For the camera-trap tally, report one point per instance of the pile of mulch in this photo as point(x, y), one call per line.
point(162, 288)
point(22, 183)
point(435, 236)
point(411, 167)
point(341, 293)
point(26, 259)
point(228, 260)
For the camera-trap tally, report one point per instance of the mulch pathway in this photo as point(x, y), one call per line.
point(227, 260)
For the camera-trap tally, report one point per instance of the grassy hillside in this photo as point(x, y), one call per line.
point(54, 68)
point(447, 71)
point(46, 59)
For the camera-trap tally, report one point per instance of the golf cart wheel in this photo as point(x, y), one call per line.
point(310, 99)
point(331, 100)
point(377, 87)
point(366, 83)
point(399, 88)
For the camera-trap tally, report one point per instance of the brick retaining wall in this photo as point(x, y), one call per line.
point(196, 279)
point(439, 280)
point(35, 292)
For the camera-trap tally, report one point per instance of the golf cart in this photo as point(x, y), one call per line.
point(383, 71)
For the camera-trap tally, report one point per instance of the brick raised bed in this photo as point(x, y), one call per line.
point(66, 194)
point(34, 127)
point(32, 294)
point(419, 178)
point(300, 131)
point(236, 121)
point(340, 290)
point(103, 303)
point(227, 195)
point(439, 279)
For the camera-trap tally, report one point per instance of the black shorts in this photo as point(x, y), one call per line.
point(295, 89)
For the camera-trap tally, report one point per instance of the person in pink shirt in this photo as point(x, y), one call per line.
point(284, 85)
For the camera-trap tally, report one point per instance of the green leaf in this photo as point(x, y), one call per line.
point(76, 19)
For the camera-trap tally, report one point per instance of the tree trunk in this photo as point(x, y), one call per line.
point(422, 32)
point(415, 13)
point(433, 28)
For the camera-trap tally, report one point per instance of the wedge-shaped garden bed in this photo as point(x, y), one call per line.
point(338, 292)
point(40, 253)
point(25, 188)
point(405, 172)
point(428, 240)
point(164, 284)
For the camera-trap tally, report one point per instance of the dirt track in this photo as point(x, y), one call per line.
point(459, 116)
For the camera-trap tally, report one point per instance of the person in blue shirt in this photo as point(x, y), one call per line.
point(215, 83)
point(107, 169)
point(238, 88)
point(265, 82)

+ + + + +

Repeat exactly the lines from the line containing "the brick retaining" through the end of the listing above; both boundary lines are part of the output.

For the camera-trap tally, report one point per instance of the brick retaining wall in this photo as point(x, y), one call per line.
point(196, 279)
point(439, 280)
point(35, 292)
For the camera-trap tally, report one point per instance of the golf cart in this photo as point(x, y), one call per line.
point(383, 71)
For the camera-trap tally, report one point per instance of the brick raised bed in this photo as point(x, y), one call per line.
point(66, 194)
point(34, 127)
point(32, 294)
point(419, 178)
point(300, 131)
point(236, 121)
point(340, 290)
point(103, 303)
point(227, 195)
point(439, 279)
For the camera-trap tally, report one point per instance of the black shorts in this photo as point(x, y), one call per line.
point(295, 89)
For the camera-trap tally, report one point per instance of the person in pink shirt in this photo as point(x, y), one call per line.
point(284, 85)
For the camera-trap tally, report one point per instance of the green leaf in this photo as point(x, y), one call per line.
point(76, 19)
For the camera-trap tally, report one point per instance of the tree trunk in this photo as point(x, y), one call per line.
point(422, 32)
point(415, 13)
point(433, 28)
For the camera-trap tally, report one point per instance of the wedge-shaped garden bed in this photo as point(x, y), one call per line.
point(338, 292)
point(40, 253)
point(25, 188)
point(405, 172)
point(428, 240)
point(164, 284)
For the camera-trap tally, report one point per instance of the dirt track in this photo as point(x, y), one call per line.
point(459, 116)
For the camera-trap tally, report one point per instance of the person in blue shirt in this photo as point(x, y), one call per line.
point(215, 83)
point(107, 169)
point(238, 88)
point(265, 82)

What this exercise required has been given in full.